Your instructions
Scan the entries below, and for each line that includes the word "pole", make a copy.

[Referring expression pointing data]
Start of Block

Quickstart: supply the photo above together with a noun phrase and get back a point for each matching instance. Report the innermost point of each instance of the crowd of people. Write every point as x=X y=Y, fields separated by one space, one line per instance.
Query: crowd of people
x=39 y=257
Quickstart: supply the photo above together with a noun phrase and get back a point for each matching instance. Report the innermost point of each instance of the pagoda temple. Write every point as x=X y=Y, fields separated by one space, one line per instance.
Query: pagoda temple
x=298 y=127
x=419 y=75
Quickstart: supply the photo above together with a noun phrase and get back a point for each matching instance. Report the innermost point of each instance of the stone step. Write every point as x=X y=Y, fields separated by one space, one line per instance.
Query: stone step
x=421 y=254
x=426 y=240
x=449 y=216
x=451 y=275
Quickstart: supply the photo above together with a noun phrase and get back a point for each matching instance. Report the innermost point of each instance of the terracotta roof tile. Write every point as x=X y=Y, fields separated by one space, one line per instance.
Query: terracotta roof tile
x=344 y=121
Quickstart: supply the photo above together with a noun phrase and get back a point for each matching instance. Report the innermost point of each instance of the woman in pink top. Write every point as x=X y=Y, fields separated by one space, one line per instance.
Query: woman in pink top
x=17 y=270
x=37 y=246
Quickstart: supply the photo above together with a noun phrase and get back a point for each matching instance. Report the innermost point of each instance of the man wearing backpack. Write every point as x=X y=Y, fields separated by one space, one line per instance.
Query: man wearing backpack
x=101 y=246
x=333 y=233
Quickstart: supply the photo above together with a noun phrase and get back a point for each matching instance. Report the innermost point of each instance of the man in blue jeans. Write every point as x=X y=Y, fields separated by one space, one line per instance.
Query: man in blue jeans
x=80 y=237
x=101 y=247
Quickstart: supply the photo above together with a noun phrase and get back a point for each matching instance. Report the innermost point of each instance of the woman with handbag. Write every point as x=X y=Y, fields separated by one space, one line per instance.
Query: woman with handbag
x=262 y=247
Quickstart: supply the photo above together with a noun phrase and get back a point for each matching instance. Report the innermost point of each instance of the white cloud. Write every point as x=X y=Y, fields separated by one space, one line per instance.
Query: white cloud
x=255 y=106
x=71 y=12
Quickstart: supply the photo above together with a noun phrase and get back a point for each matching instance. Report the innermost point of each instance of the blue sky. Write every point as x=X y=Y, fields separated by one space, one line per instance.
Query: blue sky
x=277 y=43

End of Block
Start of Block

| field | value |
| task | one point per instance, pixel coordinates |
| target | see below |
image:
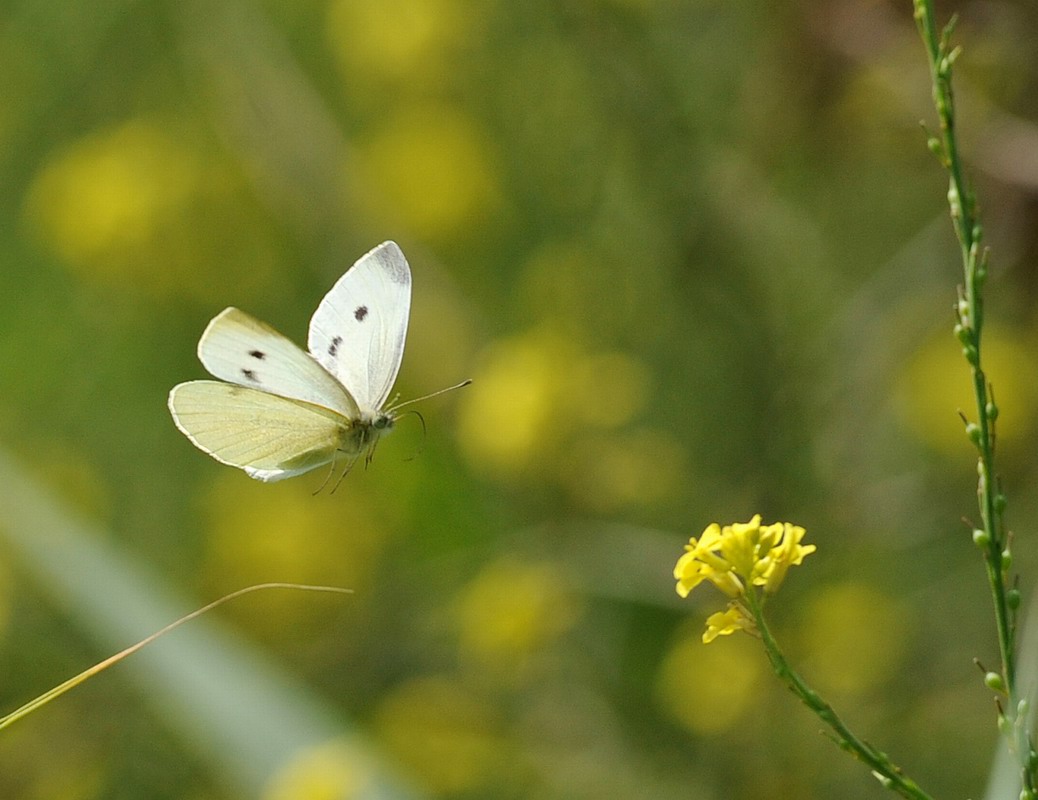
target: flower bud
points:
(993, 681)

End of Block
Start of Block

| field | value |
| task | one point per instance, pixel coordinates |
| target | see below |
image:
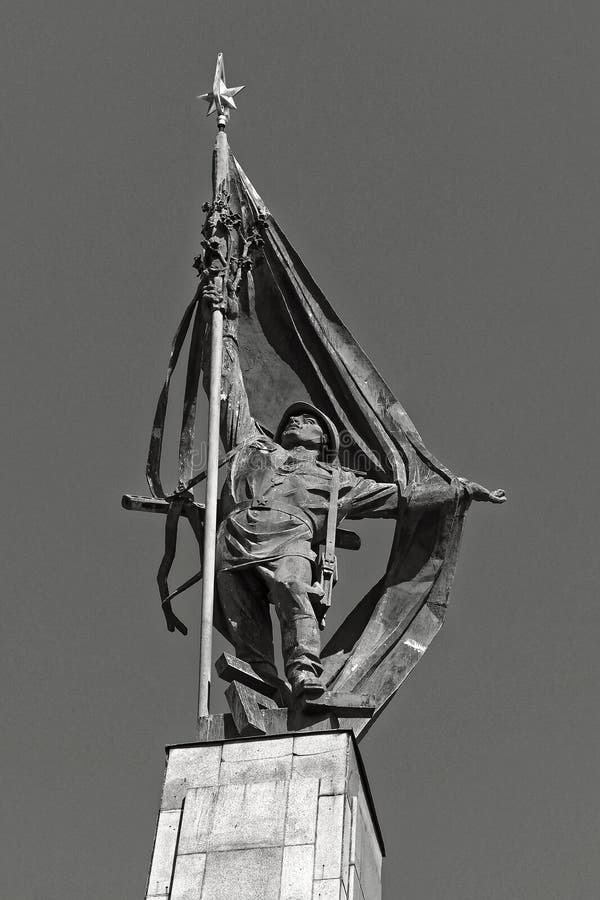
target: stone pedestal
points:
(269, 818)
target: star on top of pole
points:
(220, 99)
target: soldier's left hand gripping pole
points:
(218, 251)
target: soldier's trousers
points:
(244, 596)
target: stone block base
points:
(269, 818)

End of Block

Your response
target: star on top of pole
target: soldier's left hand gripping pole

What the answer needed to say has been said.